What the task requires | The entries should be given again so that each one matches the original exactly.
====== Information ======
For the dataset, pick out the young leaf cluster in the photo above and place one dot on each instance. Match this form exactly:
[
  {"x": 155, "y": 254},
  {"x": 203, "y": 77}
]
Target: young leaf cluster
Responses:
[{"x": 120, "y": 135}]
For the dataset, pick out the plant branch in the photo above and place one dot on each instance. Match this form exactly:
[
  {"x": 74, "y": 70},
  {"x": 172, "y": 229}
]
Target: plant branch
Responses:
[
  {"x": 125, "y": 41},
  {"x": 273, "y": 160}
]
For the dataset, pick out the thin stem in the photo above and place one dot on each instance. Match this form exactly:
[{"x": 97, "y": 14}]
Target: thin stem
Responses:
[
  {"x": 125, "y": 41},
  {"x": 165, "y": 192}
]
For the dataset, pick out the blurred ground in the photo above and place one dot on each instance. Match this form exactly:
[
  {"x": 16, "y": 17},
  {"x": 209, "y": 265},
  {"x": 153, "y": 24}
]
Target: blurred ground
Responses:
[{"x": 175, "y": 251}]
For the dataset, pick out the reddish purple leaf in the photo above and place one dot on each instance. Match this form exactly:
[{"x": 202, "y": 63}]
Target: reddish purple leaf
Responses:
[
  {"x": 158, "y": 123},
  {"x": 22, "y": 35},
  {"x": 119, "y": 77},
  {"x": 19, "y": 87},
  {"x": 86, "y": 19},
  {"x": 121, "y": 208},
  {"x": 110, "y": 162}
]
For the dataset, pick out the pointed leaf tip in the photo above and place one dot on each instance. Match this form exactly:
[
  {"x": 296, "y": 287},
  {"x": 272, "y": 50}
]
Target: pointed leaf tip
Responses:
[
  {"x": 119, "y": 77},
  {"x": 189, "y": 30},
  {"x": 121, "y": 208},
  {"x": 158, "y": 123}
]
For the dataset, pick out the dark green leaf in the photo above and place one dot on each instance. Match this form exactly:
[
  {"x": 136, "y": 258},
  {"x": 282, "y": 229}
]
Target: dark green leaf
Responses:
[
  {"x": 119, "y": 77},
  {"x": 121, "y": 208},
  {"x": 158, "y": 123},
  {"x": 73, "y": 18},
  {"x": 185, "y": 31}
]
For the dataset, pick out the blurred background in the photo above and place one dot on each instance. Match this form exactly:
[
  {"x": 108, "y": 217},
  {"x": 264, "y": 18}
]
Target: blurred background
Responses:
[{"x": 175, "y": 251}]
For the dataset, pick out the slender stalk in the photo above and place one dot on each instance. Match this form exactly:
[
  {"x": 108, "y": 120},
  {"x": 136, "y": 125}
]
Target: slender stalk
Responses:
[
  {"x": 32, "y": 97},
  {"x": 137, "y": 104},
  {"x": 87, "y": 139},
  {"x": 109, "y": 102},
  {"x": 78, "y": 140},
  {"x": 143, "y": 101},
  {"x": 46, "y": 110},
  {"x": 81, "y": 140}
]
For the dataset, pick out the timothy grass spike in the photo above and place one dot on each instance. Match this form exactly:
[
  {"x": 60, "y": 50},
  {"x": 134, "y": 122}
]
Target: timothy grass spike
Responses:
======
Completed exercise |
For the dataset, pick out the young leaf cluster in the photo above and place one dot on each instance. Match this form exactly:
[
  {"x": 155, "y": 254},
  {"x": 203, "y": 77}
]
Target: young leaf cluster
Responses:
[{"x": 120, "y": 135}]
For the dataset, pick out the plant branch in the photo above and place one dot on each instance. Match this form exactly:
[
  {"x": 74, "y": 70},
  {"x": 172, "y": 229}
]
Target: plant branch
Responses:
[
  {"x": 125, "y": 41},
  {"x": 273, "y": 160}
]
For the dataset, pick out the thin stem in the photo above and place one dot on each instance. Match this form exactly:
[{"x": 97, "y": 14}]
Target: thin stem
Responses:
[
  {"x": 125, "y": 41},
  {"x": 165, "y": 192}
]
For the dataset, pick out the blurred ground in the photo above and place one dot on each instance. Match this form exactly:
[
  {"x": 16, "y": 17},
  {"x": 209, "y": 265},
  {"x": 153, "y": 24}
]
Target: blurred ground
Responses:
[{"x": 175, "y": 251}]
For the dataset, pick out the reddish purple leaf in the photo above and place one dot on each instance. Match this form exactly:
[{"x": 202, "y": 63}]
Target: reddish purple leaf
Responses:
[
  {"x": 158, "y": 123},
  {"x": 22, "y": 35},
  {"x": 119, "y": 77},
  {"x": 19, "y": 87},
  {"x": 86, "y": 19},
  {"x": 121, "y": 208},
  {"x": 110, "y": 162}
]
For the dataset, pick out the pointed leaf tip in the photo above and place one dot on each instance. Match this form exactly:
[
  {"x": 296, "y": 287},
  {"x": 272, "y": 50}
]
Target: pointed leaf tip
Responses:
[
  {"x": 119, "y": 77},
  {"x": 189, "y": 30},
  {"x": 121, "y": 208},
  {"x": 158, "y": 123}
]
For the dataset, pick out the dark green leaf in the photo above and place one dot on each instance. Match this form exactly:
[
  {"x": 136, "y": 258},
  {"x": 282, "y": 229}
]
Target: dark green leaf
Responses:
[
  {"x": 119, "y": 77},
  {"x": 121, "y": 208},
  {"x": 158, "y": 123},
  {"x": 73, "y": 18},
  {"x": 185, "y": 31}
]
For the dataset, pick out the blurred background in the photo above and place one dot on each instance. Match this form exactly:
[
  {"x": 108, "y": 217},
  {"x": 264, "y": 18}
]
Target: blurred background
Responses:
[{"x": 175, "y": 251}]
For the dataset, pick out the slender stalk in the photo above and place one dot on each instance. Match this form exactly:
[
  {"x": 108, "y": 120},
  {"x": 136, "y": 125}
]
Target: slender stalk
Responses:
[
  {"x": 32, "y": 97},
  {"x": 137, "y": 104},
  {"x": 87, "y": 139},
  {"x": 109, "y": 102},
  {"x": 78, "y": 140},
  {"x": 143, "y": 101},
  {"x": 46, "y": 110},
  {"x": 81, "y": 140}
]
For the dataset, pick out the timothy grass spike in the photo above and place one dot on each instance. Match this form exactly:
[
  {"x": 60, "y": 50},
  {"x": 134, "y": 122}
]
Target: timothy grass spike
Responses:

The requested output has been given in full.